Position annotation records
------------------------------------------------

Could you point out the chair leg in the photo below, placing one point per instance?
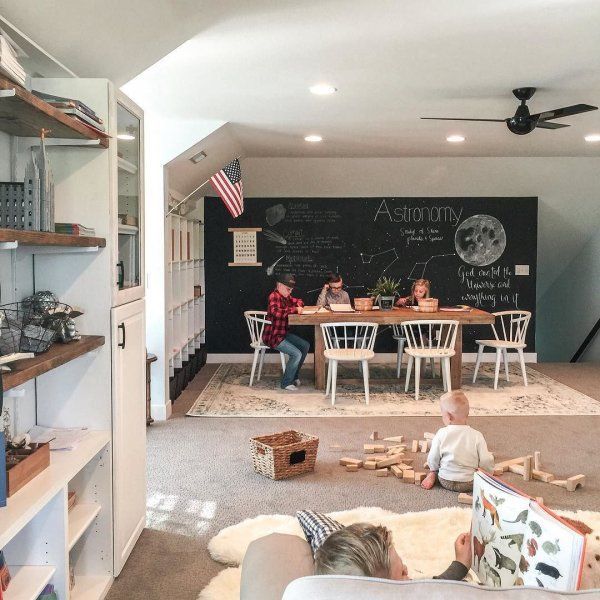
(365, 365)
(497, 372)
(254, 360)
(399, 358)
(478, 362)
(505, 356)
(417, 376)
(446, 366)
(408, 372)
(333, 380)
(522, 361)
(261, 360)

------------------------------------------------

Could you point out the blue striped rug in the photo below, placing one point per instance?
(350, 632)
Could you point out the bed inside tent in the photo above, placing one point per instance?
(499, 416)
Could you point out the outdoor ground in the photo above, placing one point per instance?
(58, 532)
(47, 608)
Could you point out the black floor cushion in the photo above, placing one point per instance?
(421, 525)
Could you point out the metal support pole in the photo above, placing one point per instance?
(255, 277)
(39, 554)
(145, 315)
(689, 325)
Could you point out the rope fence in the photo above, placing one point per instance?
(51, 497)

------------------------------------------------

▸ REQUIREMENT
Report each line of the listing above that contains the string "below".

▸ SOLVED PROBLEM
Could you point out the chair leg in the photo below, placing one point per instance?
Could you point out the blue striped rug in the photo below, placing one point per instance?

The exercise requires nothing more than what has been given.